▶ _Quoted text_:
Tag Archives: #fiction

2024 Literary Awards for Fiction

Literary Awards Season = Lots of Gift Choices

So it’s time to start shopping for holiday novels, assuming your friends, relatives, and colleagues have the time and interest in reading fiction. If you should find yourself to be so fortunate as to have a flamboyance not of flamingos but of bibliophiles in your life, you might consider some of this year’s top literary award winners and finalists. To simplify the process, I’ve put a few of them together here for your viewing pleasure. Happy shopping — and reading!

2024 Booker Prize (Winner: Orbital by Samantha Harvey)

  • Shortlist: James (Percival Everett), Creation Lake (Rachel Kushner), Held (Anne Michaels), The Safekeep (Yael van der Wouden), Stone Yard Devotional (Charlotte Wood)

2024 Nobel Prize for Literature (Winner: Han Kang)

  • Translated Works (English): The Vegetarian (2007), Greek Lessons (2011), Human Acts (2014), The White Book (2016), We Do Not Part (2021)

2024 Giller Prize (Winner: Held by Anne Michaels)

  • Shortlist: What I Know About You (Éric Chacour), Curiosities (Anne Fleming), Prairie Edge (Conor Kerr), Peacocks of Instagram (Deepa Rajagopalan)

 2024 Atwood Gibson Writers’ Trust Fiction Prize (Winner: Batshit Seven by Sheung-King)

▶ _Excerpted records_:
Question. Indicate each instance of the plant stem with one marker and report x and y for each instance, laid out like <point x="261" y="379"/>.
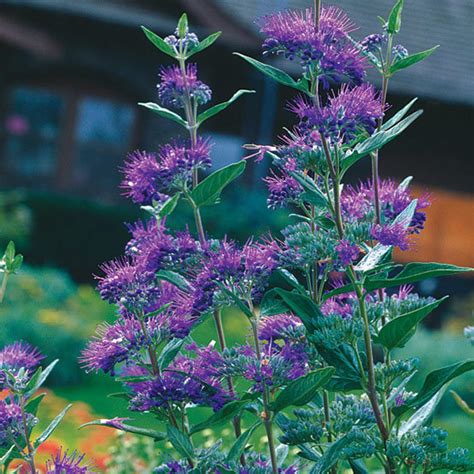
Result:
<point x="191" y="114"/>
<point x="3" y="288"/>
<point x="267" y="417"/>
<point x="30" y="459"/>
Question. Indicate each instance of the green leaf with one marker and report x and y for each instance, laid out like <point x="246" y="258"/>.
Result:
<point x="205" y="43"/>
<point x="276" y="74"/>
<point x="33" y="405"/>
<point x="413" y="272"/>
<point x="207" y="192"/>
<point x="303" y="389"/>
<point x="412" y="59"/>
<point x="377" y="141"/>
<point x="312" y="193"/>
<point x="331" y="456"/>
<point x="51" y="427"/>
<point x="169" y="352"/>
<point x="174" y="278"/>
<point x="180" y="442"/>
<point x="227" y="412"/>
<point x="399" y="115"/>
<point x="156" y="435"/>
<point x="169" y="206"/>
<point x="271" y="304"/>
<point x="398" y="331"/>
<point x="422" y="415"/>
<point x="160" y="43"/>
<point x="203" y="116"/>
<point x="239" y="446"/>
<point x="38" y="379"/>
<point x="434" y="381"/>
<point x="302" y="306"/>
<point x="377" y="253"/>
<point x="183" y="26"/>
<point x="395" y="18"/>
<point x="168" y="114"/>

---

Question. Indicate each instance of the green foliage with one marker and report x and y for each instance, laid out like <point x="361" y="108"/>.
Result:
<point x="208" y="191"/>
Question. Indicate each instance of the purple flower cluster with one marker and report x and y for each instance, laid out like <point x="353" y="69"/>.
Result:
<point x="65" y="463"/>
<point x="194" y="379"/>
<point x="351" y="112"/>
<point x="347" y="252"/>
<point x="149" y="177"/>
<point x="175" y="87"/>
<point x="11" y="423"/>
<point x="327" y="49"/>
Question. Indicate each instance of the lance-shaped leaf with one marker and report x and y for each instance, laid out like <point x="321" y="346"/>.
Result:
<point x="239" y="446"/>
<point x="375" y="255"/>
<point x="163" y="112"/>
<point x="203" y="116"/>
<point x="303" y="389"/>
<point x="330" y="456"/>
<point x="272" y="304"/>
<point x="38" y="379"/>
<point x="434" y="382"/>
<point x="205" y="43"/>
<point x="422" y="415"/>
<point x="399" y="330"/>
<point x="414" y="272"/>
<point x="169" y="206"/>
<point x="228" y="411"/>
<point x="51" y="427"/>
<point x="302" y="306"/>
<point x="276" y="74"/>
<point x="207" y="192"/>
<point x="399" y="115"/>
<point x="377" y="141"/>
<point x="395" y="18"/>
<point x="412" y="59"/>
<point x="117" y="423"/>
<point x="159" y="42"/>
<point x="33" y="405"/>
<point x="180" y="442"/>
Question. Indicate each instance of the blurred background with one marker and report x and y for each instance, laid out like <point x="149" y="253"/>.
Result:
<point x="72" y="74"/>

▶ _Problem statement_:
Please carry the 2024 fiction awards post further, starting right after its last line.

▶ _Result for this task_:
  • Shortlist: What I Know About You (Éric Chacour), Prairie Edge (Conor Kerr), Code Noir (Canisia Lubrin), Hi, It’s Me (Fawn Parker)

2024 Governor General’s Literary Award for Fiction (Winner: Empty Spaces by Jordan Abel)

  • Shortlist: Code Noir (Canisia Lubrin), The Memoirs of Miss Chief Eagle Testickle: Vol. 1: A True and Exact Accounting of the History of Turtle Island (Kent Monkman, Gisèle Gordon), Her Body Among Animals (Paola Ferrante), Naniki (Oonya Kempadoo)

2024 National Book Award for Fiction (Winner: James by Percival Everett)

  • Finalists: Ghostroots (‘Pemi Aguda), Martyr! (Kaveh Akbar), All Fours (Miranda July), My Friends (Hisham Matar)

2024 Pulitzer Prize for Fiction (Winner: Night Watch by Jayne Anne Phillips)

  • Finalists: Same Bed Different Dreams (Ed Park), Wednesday’s Child (Yiyun Li)

International Booker Prize 2024 (Winner: Kairos by Jenny Erpenbeck)

  • Shortlist: Not a River (Selva Almada), The Details (Ia Genberg), What I’d Rather Not Think About (Jente Posthuma), Mater 2-10 (Hwang Sok-yong), Crooked Plow (Itamar Vieira Junior)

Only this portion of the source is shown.